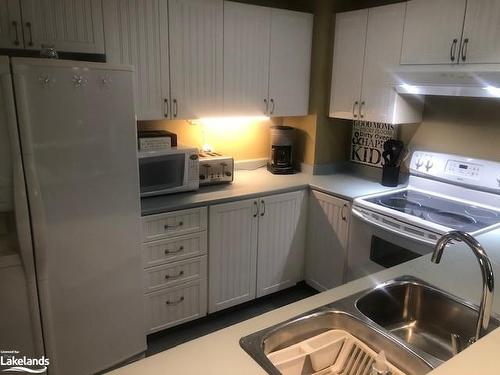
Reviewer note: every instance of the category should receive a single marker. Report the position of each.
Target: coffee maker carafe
(281, 150)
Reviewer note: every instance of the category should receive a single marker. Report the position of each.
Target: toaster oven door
(162, 174)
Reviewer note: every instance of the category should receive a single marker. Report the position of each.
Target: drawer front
(172, 224)
(175, 273)
(176, 305)
(174, 249)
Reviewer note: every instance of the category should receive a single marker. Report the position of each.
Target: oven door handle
(375, 223)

##########

▸ **Task details**: Return the complete material exactly as it appears, without images.

▸ **Answer to this problem**:
Reviewer note: every instance of the category should receive a single marker. Report the position of each.
Target: coffee maker carafe
(281, 150)
Reviewer note: every instance of the category should receive a single marker. Report the position of each.
Target: toaster oven door
(162, 174)
Reviewer note: every instance of the category should receive a single marker. Report the position of each.
Target: drawer front
(172, 224)
(175, 273)
(176, 305)
(174, 249)
Reviewer note: every instance of the category should receive a single marker. Report the position of each.
Target: oven door handle
(375, 223)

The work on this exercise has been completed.